◆ Record excerpts ◆
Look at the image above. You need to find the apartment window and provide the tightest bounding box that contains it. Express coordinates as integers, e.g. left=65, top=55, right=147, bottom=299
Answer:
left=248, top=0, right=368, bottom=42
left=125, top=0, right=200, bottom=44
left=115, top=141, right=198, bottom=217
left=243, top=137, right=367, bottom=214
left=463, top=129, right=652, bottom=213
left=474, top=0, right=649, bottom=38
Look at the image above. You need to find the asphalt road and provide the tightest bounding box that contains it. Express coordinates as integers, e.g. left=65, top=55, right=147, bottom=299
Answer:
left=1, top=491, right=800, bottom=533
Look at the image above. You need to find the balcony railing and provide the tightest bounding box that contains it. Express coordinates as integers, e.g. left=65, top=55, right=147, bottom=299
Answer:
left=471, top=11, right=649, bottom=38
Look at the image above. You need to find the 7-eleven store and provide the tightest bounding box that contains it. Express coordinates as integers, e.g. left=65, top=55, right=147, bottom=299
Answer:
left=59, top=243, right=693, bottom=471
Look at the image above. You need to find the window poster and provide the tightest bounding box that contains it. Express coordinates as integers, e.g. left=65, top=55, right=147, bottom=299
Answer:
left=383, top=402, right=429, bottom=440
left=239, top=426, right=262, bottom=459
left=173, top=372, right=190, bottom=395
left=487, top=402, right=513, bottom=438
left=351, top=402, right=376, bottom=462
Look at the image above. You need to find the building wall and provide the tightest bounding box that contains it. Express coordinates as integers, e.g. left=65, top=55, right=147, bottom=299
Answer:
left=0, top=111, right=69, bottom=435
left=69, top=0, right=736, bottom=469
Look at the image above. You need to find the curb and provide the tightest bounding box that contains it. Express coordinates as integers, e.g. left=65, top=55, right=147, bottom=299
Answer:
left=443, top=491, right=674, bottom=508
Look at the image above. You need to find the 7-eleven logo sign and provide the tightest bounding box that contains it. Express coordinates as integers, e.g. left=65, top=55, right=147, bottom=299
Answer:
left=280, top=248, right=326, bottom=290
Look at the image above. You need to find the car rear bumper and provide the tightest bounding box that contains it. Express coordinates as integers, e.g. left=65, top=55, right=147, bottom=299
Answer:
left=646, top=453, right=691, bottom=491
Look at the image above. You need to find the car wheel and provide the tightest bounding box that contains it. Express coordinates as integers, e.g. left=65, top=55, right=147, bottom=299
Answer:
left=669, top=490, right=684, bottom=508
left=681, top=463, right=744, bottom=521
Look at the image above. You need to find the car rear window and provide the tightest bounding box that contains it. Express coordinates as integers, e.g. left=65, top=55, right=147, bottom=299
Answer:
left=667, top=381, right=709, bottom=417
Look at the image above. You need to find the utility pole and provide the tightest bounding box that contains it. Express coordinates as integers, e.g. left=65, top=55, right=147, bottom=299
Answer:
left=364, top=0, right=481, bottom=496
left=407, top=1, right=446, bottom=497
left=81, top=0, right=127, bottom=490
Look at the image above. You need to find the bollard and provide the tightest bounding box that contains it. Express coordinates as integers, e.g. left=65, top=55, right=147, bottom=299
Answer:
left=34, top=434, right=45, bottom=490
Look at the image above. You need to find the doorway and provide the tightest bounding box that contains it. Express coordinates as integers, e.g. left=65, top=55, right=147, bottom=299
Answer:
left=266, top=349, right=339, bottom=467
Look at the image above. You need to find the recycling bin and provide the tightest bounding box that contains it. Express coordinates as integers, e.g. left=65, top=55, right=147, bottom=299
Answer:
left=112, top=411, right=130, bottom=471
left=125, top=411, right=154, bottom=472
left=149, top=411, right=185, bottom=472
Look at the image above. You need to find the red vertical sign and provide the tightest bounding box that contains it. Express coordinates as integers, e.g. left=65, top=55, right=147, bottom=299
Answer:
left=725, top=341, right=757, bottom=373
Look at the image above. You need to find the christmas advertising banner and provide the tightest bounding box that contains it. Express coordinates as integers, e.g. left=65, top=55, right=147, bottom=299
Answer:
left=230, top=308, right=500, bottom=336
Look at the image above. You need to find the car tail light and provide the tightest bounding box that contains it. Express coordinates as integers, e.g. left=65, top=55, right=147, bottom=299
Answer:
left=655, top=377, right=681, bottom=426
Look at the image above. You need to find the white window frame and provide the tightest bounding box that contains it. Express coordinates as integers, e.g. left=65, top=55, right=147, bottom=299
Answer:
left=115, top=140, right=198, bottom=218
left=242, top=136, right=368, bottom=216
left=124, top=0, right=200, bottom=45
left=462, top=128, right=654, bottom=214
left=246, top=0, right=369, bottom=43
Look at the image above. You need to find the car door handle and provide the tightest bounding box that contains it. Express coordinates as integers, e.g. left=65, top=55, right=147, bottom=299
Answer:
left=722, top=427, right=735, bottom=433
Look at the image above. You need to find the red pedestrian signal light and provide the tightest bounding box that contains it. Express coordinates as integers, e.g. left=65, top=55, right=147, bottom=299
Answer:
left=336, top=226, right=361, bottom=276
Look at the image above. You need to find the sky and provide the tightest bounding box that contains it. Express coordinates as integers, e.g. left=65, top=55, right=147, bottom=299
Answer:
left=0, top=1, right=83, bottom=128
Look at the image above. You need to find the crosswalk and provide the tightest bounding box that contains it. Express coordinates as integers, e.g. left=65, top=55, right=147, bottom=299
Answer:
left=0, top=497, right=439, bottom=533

◆ About this task ◆
The response should consist of every record, written out exactly as given.

◆ Answer box ◆
Look at the image above. You need to find the apartment window and provide the tightest bounding box that contains it. Express coordinates as integers, e.g. left=65, top=55, right=147, bottom=299
Answer:
left=248, top=0, right=368, bottom=42
left=125, top=0, right=200, bottom=44
left=115, top=141, right=198, bottom=217
left=243, top=137, right=367, bottom=214
left=463, top=129, right=652, bottom=213
left=474, top=0, right=649, bottom=38
Look at the image above. You need to find the asphalt road and provide the tightest bounding box that contains it. Express coordinates as integers, e.g. left=65, top=55, right=147, bottom=299
Answer:
left=1, top=491, right=800, bottom=533
Look at the image above. You need to find the balcony railing and provide the tightest bounding box that contains it. Express coordinates as integers, e.g. left=65, top=55, right=147, bottom=299
Answer:
left=471, top=11, right=649, bottom=38
Look at the image above. You need to find the 7-eleven store and provide the tightest bounding box that contains it. Express coordinates as integers, e.g. left=65, top=55, right=147, bottom=299
Answer:
left=59, top=243, right=693, bottom=471
Look at the image above. You need to find the window poster and provide the tightest bounding box that contains it. Express coordinates as integers, e.g. left=65, top=55, right=147, bottom=299
Answer:
left=383, top=402, right=429, bottom=440
left=239, top=426, right=262, bottom=459
left=173, top=372, right=190, bottom=395
left=487, top=402, right=513, bottom=438
left=351, top=402, right=376, bottom=462
Look at the image above. You need to find the building wall and provide the tightest bounding box that contains it. Express coordinates as integers, e.g. left=65, top=55, right=147, bottom=299
Answer:
left=0, top=111, right=69, bottom=435
left=69, top=0, right=736, bottom=469
Look at the image above. You need to find the curb and provide the tightest bounding box that contains it. Express coordinates as integers, e.g. left=65, top=55, right=147, bottom=299
Answer:
left=443, top=491, right=674, bottom=508
Look at the image above. You need to find the 7-eleven logo sign and provide the tightest bounding box that contains it. Express coordinates as integers, e.g. left=65, top=55, right=147, bottom=299
Answer:
left=280, top=248, right=326, bottom=290
Look at the image above. You need to find the car rear bumper and provide the tightest bounding box that contains it. Express coordinates as integers, e.g. left=65, top=55, right=147, bottom=299
Answer:
left=646, top=453, right=691, bottom=491
Look at the image above. You need to find the car wheel and provide the tightest bounding box that contains it. Express coordinates as integers, e.g. left=65, top=55, right=147, bottom=299
Answer:
left=669, top=490, right=684, bottom=508
left=681, top=463, right=744, bottom=521
Look at the image above. You need to find the car rear window and provide the tightest bounding box that contains it. Express coordinates as integers, e.g. left=65, top=55, right=147, bottom=299
Answer:
left=667, top=381, right=709, bottom=417
Look at the image above. You need to find the utility pole and provide the tightest bounding box that contains it. Express coordinates as integers, e.g. left=65, top=55, right=147, bottom=299
Answer:
left=364, top=0, right=481, bottom=496
left=407, top=1, right=446, bottom=497
left=81, top=0, right=127, bottom=490
Look at the image above. You need to find the bollard and provide the tightest bounding box that contains it. Express coordinates as integers, e.g. left=65, top=55, right=147, bottom=299
Answer:
left=34, top=434, right=45, bottom=490
Look at the image above. You need to find the doorway and provide the tightest bounding box that contains it. Express coordinates as integers, e.g. left=65, top=55, right=147, bottom=299
Answer:
left=266, top=349, right=339, bottom=467
Look at the image above. You need to find the recycling bin and provide the tightest bounding box that contains it. Express coordinates as integers, e.g. left=65, top=55, right=147, bottom=299
Answer:
left=112, top=411, right=130, bottom=471
left=125, top=411, right=154, bottom=472
left=149, top=411, right=185, bottom=472
Look at the image above. You need to find the red vertical sign and provide the tightest bounding box that contains it. Express coordinates as integers, e.g. left=65, top=55, right=147, bottom=299
Answer:
left=725, top=341, right=757, bottom=373
Look at the image above. You need to find the christmas advertising banner and provide the tightest bounding box that contains it. Express coordinates as integers, e.g. left=65, top=55, right=147, bottom=299
Answer:
left=230, top=308, right=500, bottom=336
Look at the image above. You need to find the car tail light and provide the tightest bounding box that contains it. Express coordinates as integers, e.g. left=65, top=55, right=147, bottom=299
Answer:
left=655, top=377, right=681, bottom=426
Look at the image above. You need to find the white window frame and provide the tightest bounding box that contains it. Express coordinates as integers, e.g. left=65, top=55, right=147, bottom=299
Answer:
left=115, top=140, right=198, bottom=218
left=242, top=136, right=368, bottom=216
left=124, top=0, right=200, bottom=45
left=462, top=128, right=654, bottom=214
left=246, top=0, right=369, bottom=43
Look at the image above. You need to find the car door handle and provide the tightest bounding box that contains it. Express coordinates as integers, e.g. left=65, top=55, right=147, bottom=299
Answer:
left=722, top=427, right=735, bottom=433
Look at the image above. You need to find the red pedestrian signal light and provide the tightest bounding box that contains it. Express coordinates as integers, e.g. left=65, top=55, right=147, bottom=299
Answer:
left=336, top=226, right=361, bottom=276
Look at the image above. You need to find the sky and provide the tightest bounding box that contains it. Express coordinates as integers, e.g. left=65, top=55, right=147, bottom=299
Answer:
left=0, top=1, right=83, bottom=128
Look at the image above. You need to find the crosswalk and provide the tightest bounding box that contains it. Express coordinates as integers, e.g. left=65, top=55, right=147, bottom=299
Answer:
left=0, top=497, right=439, bottom=533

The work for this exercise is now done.